**Verilen Problem**
Verinin başından "284 332 L 290" ifadesini içeren satıra kadar uzanan bölümü harfi harfine tekrarlayın. Her iki uçtaki satır da bu bölüme dahildir.
^^^^^^^^^^^^^^^^
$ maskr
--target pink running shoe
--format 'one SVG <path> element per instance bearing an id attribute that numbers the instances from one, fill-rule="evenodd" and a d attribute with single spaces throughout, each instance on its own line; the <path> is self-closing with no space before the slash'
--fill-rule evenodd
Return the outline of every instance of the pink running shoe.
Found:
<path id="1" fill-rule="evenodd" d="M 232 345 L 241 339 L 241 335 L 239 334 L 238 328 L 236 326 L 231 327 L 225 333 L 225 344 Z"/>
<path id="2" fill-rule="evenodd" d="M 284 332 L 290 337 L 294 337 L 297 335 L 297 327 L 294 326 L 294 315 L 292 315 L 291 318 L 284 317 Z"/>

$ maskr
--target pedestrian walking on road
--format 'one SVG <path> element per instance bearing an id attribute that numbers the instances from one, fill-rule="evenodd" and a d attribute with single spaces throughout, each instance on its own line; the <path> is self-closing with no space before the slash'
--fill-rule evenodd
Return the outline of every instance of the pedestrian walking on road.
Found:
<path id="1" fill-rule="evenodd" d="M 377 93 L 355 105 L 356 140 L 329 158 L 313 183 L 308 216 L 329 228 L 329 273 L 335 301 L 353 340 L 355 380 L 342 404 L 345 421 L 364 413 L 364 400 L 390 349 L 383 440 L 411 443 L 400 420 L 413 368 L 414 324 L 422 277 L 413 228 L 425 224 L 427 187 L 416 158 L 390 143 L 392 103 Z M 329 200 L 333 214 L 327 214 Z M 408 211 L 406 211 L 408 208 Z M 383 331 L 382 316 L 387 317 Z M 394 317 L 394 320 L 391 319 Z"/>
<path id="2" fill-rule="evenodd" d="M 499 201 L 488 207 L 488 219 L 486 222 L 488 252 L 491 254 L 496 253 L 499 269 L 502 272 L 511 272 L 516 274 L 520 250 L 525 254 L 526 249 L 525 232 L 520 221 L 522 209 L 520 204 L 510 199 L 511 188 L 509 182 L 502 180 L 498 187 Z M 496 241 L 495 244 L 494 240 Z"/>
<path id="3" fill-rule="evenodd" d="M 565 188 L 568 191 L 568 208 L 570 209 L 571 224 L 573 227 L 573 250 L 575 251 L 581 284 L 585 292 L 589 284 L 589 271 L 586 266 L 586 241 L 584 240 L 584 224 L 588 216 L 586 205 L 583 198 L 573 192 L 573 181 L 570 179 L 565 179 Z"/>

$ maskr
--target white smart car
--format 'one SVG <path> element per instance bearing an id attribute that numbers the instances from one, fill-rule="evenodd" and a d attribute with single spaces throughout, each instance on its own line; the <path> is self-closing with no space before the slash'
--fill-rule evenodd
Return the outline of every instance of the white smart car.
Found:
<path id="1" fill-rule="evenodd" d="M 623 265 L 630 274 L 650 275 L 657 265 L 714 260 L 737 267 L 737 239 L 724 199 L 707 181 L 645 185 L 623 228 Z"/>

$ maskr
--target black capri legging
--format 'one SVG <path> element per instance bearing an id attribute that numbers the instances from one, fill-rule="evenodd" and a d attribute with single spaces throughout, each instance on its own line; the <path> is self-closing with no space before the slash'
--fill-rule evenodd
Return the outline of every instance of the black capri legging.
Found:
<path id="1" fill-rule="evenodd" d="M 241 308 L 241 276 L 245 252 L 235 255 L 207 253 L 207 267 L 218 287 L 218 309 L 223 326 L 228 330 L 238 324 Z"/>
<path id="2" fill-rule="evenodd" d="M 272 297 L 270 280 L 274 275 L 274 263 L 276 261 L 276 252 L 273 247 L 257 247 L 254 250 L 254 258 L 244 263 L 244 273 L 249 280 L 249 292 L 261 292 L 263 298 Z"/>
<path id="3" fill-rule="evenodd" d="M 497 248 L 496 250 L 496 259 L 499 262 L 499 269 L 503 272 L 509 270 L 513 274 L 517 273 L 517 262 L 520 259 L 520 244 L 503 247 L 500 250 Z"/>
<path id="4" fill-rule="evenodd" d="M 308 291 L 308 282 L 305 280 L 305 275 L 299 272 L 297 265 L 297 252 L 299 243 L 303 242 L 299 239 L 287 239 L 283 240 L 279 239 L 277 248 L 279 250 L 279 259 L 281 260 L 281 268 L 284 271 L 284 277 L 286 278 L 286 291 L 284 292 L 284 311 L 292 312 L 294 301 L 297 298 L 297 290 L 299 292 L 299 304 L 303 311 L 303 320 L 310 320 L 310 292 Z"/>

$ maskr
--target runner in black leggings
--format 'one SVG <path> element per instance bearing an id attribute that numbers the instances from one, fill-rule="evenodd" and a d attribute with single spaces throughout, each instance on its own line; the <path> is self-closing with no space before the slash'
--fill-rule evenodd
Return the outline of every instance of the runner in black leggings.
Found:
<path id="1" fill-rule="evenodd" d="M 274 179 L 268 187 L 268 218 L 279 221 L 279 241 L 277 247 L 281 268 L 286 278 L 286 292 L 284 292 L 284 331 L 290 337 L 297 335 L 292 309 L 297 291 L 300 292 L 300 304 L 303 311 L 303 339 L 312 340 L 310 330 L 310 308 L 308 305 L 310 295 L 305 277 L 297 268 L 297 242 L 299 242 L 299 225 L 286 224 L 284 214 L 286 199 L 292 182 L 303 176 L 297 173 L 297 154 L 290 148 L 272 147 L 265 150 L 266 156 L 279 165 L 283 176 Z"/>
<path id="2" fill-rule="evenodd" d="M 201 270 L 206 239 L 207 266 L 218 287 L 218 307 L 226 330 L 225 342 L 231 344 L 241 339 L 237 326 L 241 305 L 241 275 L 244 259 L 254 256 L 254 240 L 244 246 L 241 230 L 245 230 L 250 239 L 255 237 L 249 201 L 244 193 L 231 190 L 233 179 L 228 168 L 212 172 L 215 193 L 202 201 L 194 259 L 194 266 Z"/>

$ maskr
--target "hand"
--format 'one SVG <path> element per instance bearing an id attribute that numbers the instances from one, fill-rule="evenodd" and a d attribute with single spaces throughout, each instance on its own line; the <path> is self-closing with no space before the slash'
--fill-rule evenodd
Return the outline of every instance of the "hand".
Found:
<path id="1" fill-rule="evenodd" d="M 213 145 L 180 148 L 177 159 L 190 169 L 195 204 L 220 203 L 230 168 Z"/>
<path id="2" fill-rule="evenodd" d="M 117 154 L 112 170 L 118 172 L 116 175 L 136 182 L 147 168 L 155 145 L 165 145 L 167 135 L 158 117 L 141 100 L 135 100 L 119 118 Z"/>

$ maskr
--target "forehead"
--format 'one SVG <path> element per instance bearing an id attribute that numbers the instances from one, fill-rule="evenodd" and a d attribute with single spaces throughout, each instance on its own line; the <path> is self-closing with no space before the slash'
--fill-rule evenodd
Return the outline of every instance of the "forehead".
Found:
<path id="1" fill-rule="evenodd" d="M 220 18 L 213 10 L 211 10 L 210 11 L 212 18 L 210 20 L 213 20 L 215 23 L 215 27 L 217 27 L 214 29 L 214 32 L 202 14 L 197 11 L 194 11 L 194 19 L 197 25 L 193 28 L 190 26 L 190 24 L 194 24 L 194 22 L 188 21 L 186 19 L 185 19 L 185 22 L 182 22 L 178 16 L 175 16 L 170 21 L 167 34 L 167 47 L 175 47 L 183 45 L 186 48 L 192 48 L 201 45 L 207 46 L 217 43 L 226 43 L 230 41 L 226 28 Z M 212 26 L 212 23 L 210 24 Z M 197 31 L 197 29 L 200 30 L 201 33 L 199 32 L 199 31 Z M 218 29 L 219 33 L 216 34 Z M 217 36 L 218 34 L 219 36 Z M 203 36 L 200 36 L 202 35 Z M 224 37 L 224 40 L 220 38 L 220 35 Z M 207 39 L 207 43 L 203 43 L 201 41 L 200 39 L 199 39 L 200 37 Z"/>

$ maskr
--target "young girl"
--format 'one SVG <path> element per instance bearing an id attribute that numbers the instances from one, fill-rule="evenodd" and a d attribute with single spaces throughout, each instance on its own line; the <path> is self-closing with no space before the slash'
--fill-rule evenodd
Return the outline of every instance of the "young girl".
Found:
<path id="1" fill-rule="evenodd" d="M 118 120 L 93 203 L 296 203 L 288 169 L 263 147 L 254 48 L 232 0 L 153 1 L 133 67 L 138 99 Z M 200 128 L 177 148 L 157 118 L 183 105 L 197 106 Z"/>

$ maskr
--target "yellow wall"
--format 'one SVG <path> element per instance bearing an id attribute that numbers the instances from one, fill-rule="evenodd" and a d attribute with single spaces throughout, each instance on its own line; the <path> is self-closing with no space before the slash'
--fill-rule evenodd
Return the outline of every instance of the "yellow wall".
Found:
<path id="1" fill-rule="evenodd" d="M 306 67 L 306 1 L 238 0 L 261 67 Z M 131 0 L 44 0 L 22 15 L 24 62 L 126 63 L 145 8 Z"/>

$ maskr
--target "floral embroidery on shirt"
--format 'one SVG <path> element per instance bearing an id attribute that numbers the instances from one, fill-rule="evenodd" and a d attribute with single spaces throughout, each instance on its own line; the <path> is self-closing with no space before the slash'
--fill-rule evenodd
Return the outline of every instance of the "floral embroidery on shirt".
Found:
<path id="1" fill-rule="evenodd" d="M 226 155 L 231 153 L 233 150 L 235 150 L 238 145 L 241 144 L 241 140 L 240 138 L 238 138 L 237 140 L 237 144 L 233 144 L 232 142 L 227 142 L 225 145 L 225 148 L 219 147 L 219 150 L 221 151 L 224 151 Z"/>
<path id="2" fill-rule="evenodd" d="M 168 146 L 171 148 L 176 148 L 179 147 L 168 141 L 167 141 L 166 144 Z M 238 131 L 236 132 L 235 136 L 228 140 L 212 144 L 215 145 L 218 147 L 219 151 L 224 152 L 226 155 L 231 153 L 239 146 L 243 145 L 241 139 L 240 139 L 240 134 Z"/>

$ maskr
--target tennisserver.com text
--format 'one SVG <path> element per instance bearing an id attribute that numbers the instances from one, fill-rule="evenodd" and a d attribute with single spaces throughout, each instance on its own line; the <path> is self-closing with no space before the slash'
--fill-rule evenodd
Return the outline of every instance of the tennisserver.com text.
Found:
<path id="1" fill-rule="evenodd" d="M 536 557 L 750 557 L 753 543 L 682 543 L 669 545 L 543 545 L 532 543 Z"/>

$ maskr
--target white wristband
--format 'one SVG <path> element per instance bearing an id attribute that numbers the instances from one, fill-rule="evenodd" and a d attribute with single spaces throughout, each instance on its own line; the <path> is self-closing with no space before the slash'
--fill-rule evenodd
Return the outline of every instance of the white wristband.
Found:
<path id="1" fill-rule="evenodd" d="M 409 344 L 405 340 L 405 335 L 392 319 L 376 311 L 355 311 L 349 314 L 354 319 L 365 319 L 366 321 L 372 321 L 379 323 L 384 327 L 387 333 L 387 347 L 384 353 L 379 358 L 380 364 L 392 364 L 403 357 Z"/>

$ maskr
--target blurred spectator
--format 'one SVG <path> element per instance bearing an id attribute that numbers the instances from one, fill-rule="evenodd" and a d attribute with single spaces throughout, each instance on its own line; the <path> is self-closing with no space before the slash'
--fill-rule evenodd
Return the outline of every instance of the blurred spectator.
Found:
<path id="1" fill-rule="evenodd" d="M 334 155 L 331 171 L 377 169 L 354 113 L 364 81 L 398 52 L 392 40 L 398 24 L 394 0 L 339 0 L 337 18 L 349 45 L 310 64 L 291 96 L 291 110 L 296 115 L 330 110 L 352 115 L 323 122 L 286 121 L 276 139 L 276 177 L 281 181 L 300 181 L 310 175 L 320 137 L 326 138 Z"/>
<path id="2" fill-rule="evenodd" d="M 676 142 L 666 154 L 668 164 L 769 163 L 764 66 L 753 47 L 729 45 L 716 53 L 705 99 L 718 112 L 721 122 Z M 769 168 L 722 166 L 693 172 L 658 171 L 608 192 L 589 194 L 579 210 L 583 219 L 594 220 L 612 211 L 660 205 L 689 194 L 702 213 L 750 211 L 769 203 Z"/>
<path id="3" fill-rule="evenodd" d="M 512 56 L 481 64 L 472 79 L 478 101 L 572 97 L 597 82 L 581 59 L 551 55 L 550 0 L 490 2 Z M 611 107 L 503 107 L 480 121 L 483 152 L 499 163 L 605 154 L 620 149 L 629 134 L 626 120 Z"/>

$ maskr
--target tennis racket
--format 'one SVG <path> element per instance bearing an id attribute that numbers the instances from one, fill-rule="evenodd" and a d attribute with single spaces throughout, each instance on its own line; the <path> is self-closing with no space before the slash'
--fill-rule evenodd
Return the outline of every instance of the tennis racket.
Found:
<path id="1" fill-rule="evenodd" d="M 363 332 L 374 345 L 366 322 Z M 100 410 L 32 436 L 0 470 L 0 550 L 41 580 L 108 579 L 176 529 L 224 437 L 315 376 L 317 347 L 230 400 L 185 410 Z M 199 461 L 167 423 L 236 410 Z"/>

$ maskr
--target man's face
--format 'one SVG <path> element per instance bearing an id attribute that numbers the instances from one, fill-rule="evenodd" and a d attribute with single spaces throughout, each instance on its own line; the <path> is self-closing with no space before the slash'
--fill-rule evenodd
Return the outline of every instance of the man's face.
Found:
^^^^^^^^^^^^^^^^
**Alıştırmanın Yanıtı**
$ maskr
--target pink running shoe
--format 'one SVG <path> element per instance bearing an id attribute that numbers the instances from one, fill-rule="evenodd" and a d attribute with single spaces throughout, each instance on its own line; the <path> is self-closing with no space before the slash'
--fill-rule evenodd
Return the outline of every instance of the pink running shoe.
Found:
<path id="1" fill-rule="evenodd" d="M 232 345 L 241 339 L 241 335 L 239 334 L 238 328 L 236 326 L 231 327 L 225 333 L 225 344 Z"/>
<path id="2" fill-rule="evenodd" d="M 284 332 L 290 337 L 294 337 L 297 335 L 297 327 L 294 326 L 294 315 L 292 315 L 291 318 L 284 317 Z"/>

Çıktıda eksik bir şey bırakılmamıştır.